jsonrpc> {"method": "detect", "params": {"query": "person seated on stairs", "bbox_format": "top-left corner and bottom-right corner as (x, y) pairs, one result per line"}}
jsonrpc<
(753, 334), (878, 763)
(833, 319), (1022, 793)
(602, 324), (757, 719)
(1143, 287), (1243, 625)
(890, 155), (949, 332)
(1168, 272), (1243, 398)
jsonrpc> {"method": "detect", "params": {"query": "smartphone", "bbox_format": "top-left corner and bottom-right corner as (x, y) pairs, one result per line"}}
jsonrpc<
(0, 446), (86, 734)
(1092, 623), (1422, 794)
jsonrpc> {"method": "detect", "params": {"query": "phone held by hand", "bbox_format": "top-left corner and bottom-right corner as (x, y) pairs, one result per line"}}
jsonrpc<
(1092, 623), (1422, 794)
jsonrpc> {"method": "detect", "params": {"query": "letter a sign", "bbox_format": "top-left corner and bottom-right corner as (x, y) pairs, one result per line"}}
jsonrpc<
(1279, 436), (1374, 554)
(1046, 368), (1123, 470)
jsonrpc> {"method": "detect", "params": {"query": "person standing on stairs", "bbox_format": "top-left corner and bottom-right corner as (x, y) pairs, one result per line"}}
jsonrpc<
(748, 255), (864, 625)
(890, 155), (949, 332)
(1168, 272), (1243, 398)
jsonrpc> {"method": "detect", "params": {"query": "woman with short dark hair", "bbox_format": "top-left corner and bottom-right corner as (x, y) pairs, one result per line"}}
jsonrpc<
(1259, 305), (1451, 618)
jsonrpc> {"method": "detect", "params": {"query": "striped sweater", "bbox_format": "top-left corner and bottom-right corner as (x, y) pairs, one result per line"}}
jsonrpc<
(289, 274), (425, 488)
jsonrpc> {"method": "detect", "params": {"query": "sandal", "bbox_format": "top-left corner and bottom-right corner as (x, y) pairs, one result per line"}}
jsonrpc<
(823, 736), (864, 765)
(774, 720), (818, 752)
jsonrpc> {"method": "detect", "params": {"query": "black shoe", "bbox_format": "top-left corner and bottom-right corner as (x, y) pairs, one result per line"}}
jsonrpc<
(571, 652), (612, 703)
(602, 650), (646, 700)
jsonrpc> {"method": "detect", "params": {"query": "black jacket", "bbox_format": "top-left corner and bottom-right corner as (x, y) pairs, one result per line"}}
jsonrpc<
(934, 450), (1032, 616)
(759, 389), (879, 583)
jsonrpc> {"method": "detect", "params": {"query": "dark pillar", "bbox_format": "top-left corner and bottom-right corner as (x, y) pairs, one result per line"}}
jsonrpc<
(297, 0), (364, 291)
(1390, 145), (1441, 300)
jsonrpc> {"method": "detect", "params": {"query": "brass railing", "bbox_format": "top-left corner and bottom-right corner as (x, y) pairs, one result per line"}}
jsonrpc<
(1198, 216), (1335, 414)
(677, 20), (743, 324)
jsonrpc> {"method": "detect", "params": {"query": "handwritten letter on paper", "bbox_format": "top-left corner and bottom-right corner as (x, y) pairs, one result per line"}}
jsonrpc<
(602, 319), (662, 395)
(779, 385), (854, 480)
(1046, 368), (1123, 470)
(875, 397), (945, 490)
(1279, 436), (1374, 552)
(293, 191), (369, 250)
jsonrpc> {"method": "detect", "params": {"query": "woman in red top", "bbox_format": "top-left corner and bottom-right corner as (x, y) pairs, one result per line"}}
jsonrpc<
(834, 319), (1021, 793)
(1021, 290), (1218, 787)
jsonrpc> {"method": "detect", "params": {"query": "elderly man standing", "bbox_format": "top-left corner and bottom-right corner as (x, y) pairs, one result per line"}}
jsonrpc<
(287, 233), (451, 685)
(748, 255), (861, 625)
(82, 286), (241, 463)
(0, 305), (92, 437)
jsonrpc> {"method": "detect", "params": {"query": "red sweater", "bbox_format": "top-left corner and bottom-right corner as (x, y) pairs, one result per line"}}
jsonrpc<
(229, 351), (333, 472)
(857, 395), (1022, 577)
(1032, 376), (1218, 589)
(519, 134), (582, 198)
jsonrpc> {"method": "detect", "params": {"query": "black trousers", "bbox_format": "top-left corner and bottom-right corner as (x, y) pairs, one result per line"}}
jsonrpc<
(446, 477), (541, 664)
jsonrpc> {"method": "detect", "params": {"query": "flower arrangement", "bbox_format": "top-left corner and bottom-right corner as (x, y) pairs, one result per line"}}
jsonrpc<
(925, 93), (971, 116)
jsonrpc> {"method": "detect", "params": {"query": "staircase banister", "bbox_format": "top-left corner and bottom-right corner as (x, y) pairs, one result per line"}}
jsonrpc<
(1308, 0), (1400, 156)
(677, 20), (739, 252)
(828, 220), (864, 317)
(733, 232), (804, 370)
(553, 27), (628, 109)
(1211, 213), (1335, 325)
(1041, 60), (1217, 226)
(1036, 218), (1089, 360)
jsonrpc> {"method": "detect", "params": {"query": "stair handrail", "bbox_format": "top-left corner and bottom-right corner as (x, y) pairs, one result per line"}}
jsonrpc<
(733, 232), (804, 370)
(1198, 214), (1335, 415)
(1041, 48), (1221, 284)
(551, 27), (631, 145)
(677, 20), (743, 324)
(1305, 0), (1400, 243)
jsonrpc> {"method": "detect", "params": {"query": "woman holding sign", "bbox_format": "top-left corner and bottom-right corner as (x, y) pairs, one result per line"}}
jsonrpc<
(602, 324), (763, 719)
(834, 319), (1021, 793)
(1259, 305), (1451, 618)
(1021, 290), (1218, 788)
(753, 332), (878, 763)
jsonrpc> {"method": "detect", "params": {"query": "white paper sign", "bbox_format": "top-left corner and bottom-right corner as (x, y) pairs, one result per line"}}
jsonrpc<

========

Directive: Copy the material from its first line up to and including the line with "(289, 274), (425, 488)", changing every "stairs" to "steps" and leaving all else as it is.

The response:
jsonrpc> {"method": "detect", "params": {"query": "person seated on steps", "bbox_format": "top-left corner and bottom-right corner as (x, y) pairs, one result per line"}}
jsonrpc<
(753, 334), (878, 763)
(833, 319), (1022, 793)
(602, 324), (757, 719)
(1143, 287), (1243, 625)
(890, 155), (949, 332)
(1168, 272), (1243, 398)
jsonrpc> {"method": "detect", "params": {"query": "smartphone", "bbox_format": "top-left corner and bottom-right corner as (x, y) pairs, one result per line"}}
jsonrpc<
(0, 446), (86, 734)
(1092, 623), (1422, 794)
jsonrpc> {"method": "detect", "params": {"query": "phone held by hand", "bbox_format": "top-left corner and bottom-right corner as (x, y) pairs, one result per line"}}
jsonrpc<
(1092, 623), (1422, 794)
jsonrpc> {"method": "detect", "params": {"query": "letter a sign", "bbox_format": "top-left corner and bottom-right corner as (x, y) pairs, one result per line"}}
jsonrpc<
(1279, 436), (1374, 554)
(1046, 368), (1123, 470)
jsonrpc> {"method": "detect", "params": {"query": "person standing on steps", "bbox_format": "top-left corner and bottom-right corner as (x, y) pairs, one result per line"}}
jsonrpc<
(748, 255), (864, 625)
(890, 155), (949, 332)
(1168, 272), (1243, 398)
jsonrpc> {"method": "detect", "params": {"query": "woman with short dark hair", "bbox_format": "top-left corner and bottom-right corner as (x, y) pairs, one result per line"}}
jsonrpc<
(1259, 305), (1451, 618)
jsonrpc> {"method": "detect", "params": {"query": "striped sweater", "bbox_format": "top-left corner and bottom-right corner as (x, y) pairs, one result per line"}}
jsonrpc<
(289, 274), (425, 488)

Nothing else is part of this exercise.